*** Article ***

MS: And yet there’s nothing on it.
EW: Nothing on.
MS: That’s devious.
EW: Exactly. As I say there’s no record of that time. Just a straight two year National Serviceman. When I applied for my veteran’s badge and they said yes you were so and so —
[recording paused]
EW: For that five months we were paid as regulars which was alright for us. You know. We used to take, you know, very thankful. We’d nothing. Nothing to spend it on.
MS: No.
EW: So, I came out with eventually when I came out because it took us I would think nearly a month to get to Korea and it took us more or less the same period of time to get back and during that time my father didn’t know where I was. All my letters home, he used to write me a letter and chew me off for not writing but I used to write and the letters used to go to Germany and then from Germany they used to be posted on to Louth and they used to have BAOR 23 on them. But I wasn’t and the letters were vetted. We weren’t allowed to say where we were.
MS: Did you do any live firing in Korea?
[recording paused]
EW: Right. If you look at that eyebrow.
MS: Yeah.
EW: Right. It’s a lot thicker.
[recording paused]
MS: Eyebrow.
EW: Yeah. I was lucky wasn’t I?
MS: Yeah. Shrapnel?
EW: No.
MS: A bullet.
EW: A live round, that was. Yeah.
MS: Strewth. Were you married at the time?

*** Listed records ***

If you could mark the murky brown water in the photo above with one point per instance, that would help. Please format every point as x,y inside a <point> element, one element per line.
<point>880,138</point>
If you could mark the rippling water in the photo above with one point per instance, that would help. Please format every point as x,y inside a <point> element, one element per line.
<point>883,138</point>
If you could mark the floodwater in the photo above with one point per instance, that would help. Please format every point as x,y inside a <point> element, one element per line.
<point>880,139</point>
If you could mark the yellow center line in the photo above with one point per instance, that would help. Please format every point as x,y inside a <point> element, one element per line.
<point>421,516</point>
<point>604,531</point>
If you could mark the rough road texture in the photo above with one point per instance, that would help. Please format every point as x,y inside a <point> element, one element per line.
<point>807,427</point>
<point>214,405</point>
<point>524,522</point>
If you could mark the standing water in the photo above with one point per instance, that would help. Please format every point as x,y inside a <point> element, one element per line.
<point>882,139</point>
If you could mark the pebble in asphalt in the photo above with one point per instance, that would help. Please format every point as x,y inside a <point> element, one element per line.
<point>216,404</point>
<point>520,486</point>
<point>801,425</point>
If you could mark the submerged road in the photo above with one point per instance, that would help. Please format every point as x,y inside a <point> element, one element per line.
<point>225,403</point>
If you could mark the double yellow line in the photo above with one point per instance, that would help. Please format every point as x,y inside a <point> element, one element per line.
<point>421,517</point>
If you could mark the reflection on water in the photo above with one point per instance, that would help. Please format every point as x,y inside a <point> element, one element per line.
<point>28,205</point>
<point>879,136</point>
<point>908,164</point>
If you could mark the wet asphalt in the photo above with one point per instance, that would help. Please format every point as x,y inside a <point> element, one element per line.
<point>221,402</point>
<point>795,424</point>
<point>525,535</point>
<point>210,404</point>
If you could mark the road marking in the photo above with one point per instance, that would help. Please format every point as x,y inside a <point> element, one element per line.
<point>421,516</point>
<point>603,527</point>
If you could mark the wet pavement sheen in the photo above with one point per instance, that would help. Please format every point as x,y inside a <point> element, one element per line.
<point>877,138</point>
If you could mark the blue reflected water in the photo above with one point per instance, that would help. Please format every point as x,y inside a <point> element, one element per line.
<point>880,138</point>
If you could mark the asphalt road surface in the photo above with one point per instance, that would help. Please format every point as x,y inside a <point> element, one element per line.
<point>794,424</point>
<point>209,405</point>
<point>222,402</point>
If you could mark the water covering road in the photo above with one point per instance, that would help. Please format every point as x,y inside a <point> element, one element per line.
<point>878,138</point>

***

(Short exercise A)
Copy the interview from "MS: Did you" down to "MS: Yeah. Shrapnel?", swapping "thicker" for "heavier".
(Short exercise B)
In the interview, what marking did the letters carry when they were posted on from Germany to Louth?
The rows are separate material, apart from the interview.

(Final result A)
MS: Did you do any live firing in Korea?
[recording paused]
EW: Right. If you look at that eyebrow.
MS: Yeah.
EW: Right. It’s a lot heavier.
[recording paused]
MS: Eyebrow.
EW: Yeah. I was lucky wasn’t I?
MS: Yeah. Shrapnel?

(Final result B)
BAOR 23